>> Start Text passage

# Tetra Aqua's AquaSafe ok for recharging Purigen



## xxbenjamminxx (Jan 22, 2011)

I am recharging my purigen for the first time and have just dumped out the bleach water and am in the process of treating with a dechlor. I only had about half of what was needed of Jungles Pond Start and the only thing I have here is AquaSafe from TetraAqua. Does anyone know if this is safe to use with purigen?

It says to that slime coat products can permanently inhibit the purigen. The aquasafe says "Enhances Natural Protective Slime Coat of Fish" on it. Think I would be better off just waiting till I got something else and used that? Says to use 2 tblspns of dechlor per cup of water. I used two cups and only had about 3 tblspns of the Pond Start and currently have it soaking in that.


----------



## Guams (Aug 21, 2009)

Since Seachem says not to use slime stuff, I would skip on using the AquaSafe. Go to your LFS and grab a bottle of API Tapwater Conditioner. I read somewhere on Seachem's forum that the API conditioner was fine to use, so I used that.

For what Purigen costs, I certainly wouldn't go against their advice. :wink:


----------



## xxbenjamminxx (Jan 22, 2011)

Thanks Guams, I went there today and grabbed a bottle of it. And I am shocked at how concentrate it is. Only 1ml for 10 gallons compared to 5ml for 10 gallons of the other stuff. Dont believe it removes heavy metals though.

>> End Text passage
>> Start Information shown

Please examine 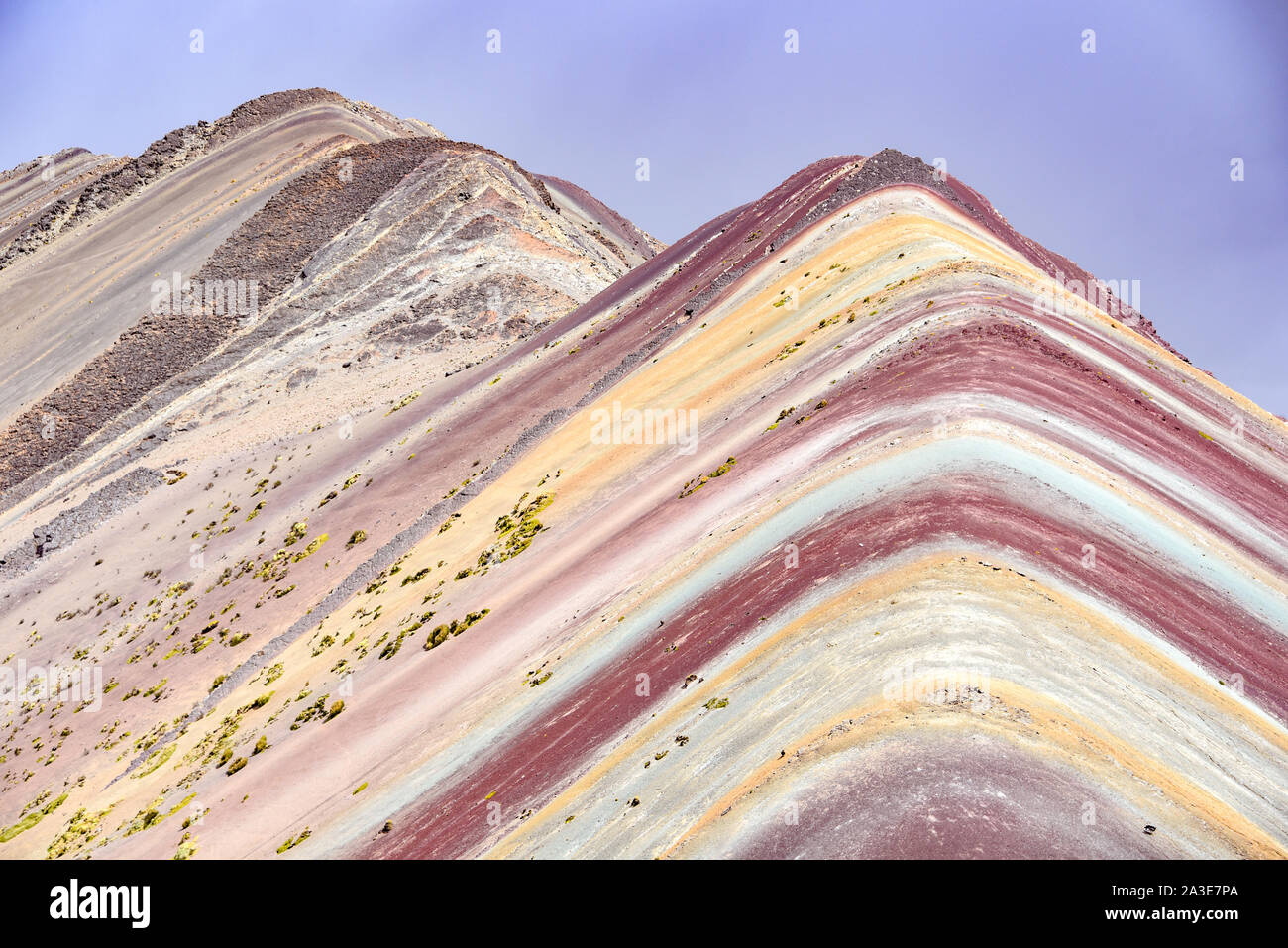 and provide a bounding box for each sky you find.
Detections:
[0,0,1288,415]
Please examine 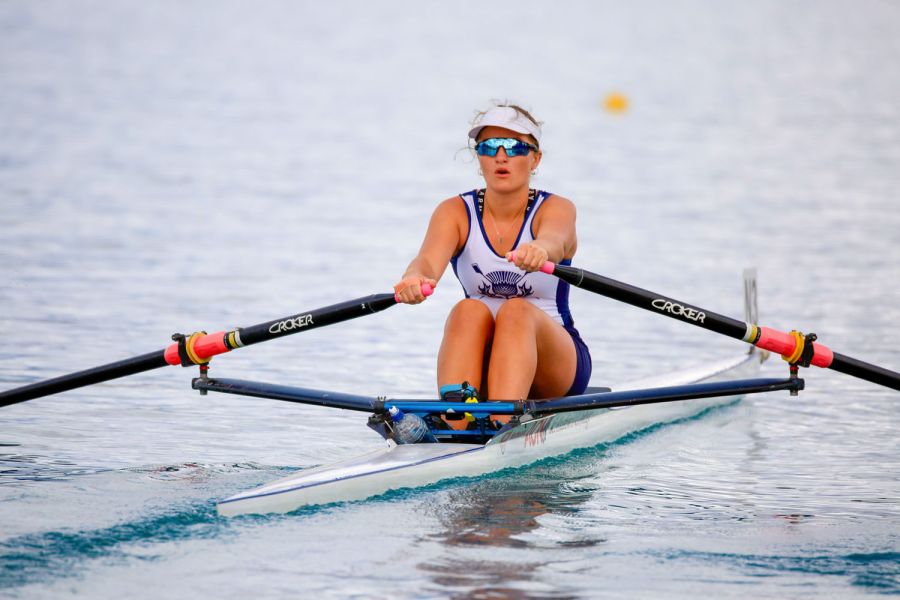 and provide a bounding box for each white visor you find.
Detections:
[469,106,541,146]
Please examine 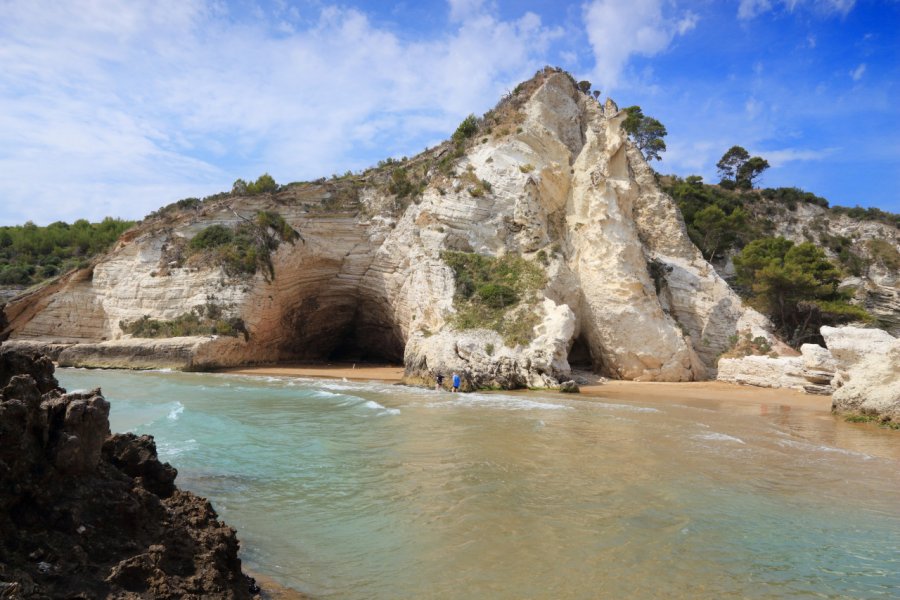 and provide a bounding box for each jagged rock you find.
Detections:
[716,356,808,390]
[0,347,250,600]
[821,326,896,371]
[103,433,178,499]
[559,379,581,394]
[831,339,900,422]
[6,69,770,387]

>> End Information shown

Please continue the forum thread about recharging Purigen, picking up after its last post.

----------



## xxbenjamminxx (Jan 22, 2011)

Well I got the purigen back in but I am nervous about some horror stories I have read about what happens to some after recharging. I followed directions exactly and even soaked it 2 time in the water/dechlor mix just to be safe!

Figured if I keep an eye on them for a few hours till I go to sleep they should be ok if all goes well that far. opcorn:


----------



## xxbenjamminxx (Jan 22, 2011)

Just an update, Seachem wrote back about what dechlor were safe to use with Purigen.

They said, "As long as the Dechlorinator DOESN'T contain any "AMINES" that it was SAFE to use with it."

So I emailed TetraAqua and they replied that the AquaSafe Now with Bio-Extract doesn't contain any Amines, so there for it is safe to use while recharging purigen.

Just thought I throw this out there for people like me who can only order Prime online since it is not carried by any LFS's around here.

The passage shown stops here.